[Exercise objective] From the entries below, pull out every line that contains the string "clicks". Case counts.

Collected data
------------------------------------

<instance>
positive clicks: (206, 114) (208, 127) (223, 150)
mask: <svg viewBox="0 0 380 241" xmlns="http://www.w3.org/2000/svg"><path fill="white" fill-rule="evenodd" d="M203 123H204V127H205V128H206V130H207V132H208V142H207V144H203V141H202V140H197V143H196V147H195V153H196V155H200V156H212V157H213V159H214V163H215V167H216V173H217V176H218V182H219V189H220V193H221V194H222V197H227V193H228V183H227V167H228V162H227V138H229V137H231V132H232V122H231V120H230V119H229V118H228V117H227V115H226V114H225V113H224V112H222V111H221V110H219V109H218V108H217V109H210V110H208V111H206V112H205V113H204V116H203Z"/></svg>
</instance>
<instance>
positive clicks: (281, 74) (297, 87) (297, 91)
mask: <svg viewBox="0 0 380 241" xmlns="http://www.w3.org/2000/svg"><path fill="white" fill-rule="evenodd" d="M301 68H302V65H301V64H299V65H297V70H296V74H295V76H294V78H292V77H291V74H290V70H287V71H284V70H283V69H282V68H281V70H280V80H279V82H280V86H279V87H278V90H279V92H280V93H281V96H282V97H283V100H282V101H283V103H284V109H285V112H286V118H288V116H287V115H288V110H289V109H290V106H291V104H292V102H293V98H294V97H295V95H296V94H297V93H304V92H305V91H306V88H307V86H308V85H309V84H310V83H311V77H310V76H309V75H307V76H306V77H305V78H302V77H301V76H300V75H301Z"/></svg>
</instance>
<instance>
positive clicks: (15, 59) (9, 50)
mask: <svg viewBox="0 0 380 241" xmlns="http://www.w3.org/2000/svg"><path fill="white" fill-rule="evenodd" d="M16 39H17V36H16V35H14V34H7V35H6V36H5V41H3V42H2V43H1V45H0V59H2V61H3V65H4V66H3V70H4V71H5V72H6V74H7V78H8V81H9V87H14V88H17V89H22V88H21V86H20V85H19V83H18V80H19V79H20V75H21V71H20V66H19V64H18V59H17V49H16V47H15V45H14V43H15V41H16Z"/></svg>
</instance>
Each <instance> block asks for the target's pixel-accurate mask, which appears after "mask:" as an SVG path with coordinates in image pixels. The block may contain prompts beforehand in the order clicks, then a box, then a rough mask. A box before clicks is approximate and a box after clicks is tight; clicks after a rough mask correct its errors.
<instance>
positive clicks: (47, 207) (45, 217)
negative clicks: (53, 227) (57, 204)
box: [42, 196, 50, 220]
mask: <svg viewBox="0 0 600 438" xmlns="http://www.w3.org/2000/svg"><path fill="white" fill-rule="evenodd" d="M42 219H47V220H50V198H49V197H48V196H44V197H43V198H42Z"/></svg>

------------------------------------

[Exercise response]
positive clicks: (206, 114) (208, 127) (223, 150)
positive clicks: (281, 74) (297, 87) (297, 91)
positive clicks: (15, 59) (9, 50)
Each <instance> block asks for the target's pixel-accurate mask, which appears after "mask:" as an SVG path with coordinates in image pixels. The block may contain prompts beforehand in the order clicks, then a box, then a rough mask. A box before clicks is approximate and a box after clicks is tight; clicks after a rough mask correct its errors.
positive clicks: (47, 207) (45, 217)
negative clicks: (53, 227) (57, 204)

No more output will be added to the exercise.